## [Document extract]

Tuesday, June 25, 2013

Thinking about the book "A Constellation of Vital Phenomena" by Anthony Marra

One of the great things about a brand-new fresh book from a young author is that no one has said much about it yet.  One can consider what it means, without overlays of other people's interpretations already coloring the landscape.  This book is extremely rich, luminous, full-bodied.  It is a once-in-a-great while achievement.   I am still compelled to think about it, all the parts of it, as well as the whole.  It has not faded, but is like the glowing embers of a fire, which was a bonfire of sumptuous proportions.

I  must say that I love to read.  I have re-read Anna Karenina 4 times, and War and Peace twice.  I have read Checkhov's stories at least 3 times,  Doestoevsky (the Brothers K)  twice.  So the potential connections to Russian literature, which were what drove Anthony Marra to visit St. Petersburg in school, and possibly to writing in the first place, are not completely lost on me.  And I will also say that I love children's books, and am a big fan of the Harry Potter books by J.K. Rowling.   What I love about the best books is how they help hone one's consciousness about what it is to be a human being.  Tolstoy is the greatest writer, still, because of his ability to show so many textures and colors to any scene that it comes "alive"-- his cinematography shows us when a smile is enigmatic, when it is delighted, when it is ironic.  And he is able to follow the thoughts of so many persons, of so many psychological bents,  so amazingly well!  But the depth charge is always to ring the bell of the conscience, to hone recognition of the soul, the needs of the soul, the peculiar growth of the soul.

## [Task instructions]
Write what comes next in the blog post about "A Constellation of Vital Phenomena," picking up after its last sentence. The material that follows has nothing to do with this.

(Collection entries)
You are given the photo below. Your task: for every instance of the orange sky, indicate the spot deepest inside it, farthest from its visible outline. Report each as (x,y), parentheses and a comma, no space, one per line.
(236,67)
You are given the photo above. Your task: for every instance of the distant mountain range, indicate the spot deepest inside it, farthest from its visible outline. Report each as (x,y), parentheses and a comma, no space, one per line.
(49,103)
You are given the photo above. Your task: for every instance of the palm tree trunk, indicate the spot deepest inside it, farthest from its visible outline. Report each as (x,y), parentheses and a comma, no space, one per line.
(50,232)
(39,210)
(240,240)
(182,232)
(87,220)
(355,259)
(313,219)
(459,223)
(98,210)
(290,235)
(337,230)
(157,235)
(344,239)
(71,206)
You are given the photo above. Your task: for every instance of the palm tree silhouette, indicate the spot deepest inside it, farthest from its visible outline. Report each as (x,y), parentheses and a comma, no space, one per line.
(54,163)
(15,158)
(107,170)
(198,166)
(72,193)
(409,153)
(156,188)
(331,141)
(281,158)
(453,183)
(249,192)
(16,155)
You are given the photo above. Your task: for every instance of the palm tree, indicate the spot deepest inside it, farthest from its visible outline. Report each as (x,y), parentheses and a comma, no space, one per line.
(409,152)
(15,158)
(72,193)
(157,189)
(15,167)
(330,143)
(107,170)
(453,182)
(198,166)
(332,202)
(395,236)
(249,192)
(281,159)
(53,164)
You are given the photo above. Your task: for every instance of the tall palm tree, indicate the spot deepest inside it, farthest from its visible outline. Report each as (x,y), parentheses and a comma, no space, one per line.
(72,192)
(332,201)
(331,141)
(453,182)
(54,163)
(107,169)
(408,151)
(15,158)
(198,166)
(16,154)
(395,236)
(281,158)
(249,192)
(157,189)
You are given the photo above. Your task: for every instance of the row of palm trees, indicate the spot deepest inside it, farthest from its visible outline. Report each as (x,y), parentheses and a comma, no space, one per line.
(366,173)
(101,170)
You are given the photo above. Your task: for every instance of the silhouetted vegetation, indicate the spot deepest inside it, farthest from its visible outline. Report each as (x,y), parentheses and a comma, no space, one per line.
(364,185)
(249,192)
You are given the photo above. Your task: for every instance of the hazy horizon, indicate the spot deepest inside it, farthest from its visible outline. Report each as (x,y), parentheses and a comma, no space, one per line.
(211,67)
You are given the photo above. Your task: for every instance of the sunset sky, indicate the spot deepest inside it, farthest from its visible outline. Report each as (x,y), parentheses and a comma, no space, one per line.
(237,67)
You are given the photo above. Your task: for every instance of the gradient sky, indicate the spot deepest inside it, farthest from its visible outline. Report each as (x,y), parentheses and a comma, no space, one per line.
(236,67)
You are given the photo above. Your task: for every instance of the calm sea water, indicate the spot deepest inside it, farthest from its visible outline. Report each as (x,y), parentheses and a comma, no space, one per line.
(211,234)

## [Reply to the task]
The big theme in this book, for me, is the story of Abraham and Isaac.  It is all the more interesting because the culture he writes about in Chechnya is Islamic.  The people are Abrahamic.   He is writing about the way humans behave in a time of war, in a fringe area of a terrible devastation, with a huge sense of defeat, and invasion, and bullying.  There is no victory, there are no victors, there is no "rightness' to the geopolitical landscape in which the story is set.  One could call it a wilderness, with brambles.  It is very post-modern;  the landmines, the urban orphans scavenging, the hopeless question of whether it is federal troops or guerrilla warfare-revolutionaries doing the bullying, and how in so many ways, it doesn't matter.  It is also very post-modern in that the main character for "stability" is a woman surgeon, trying to keep a hospital going, and who has calluses on her hands, from using the bone saw to amputate all the victims whose legs have been blown to smithereens.
The two stories of the child-parent bond, are Dokka and his daughter Havaa;  and Khassan and his son Ramzan.  They amplify and resonate and clash with each other.  The amazing amazing thing, is that the ultimate question is whether to help a child live, or to destroy the child.  It is this fundamental question, which I think is the underpinning of the JK Rowling books also.  And the question is the soul's question.  And I think for all of time, I will see that small piece of paper which Akhmed has left for Khassan, with the word "mercy".
We are absorbed, many of us, with the problems of PTSD, of torture and its sequelae.  We are also absorbed with prostitution, drug-addiction and the hellish power of the procurers of whatever can be sold;  guns, drugs and people.  Against the backdrop of a time-immemorial landscape of the hills one heads for when there's political trouble (the Caucasus);  where there are forests, snow, no electricity, minimal roads, and minimal access to modern conveniences, there are only the ballast of story-telling, hearsay, rumor, memories, and the ways we treat each other.  The landscape helps throw the human behavior into stark relief.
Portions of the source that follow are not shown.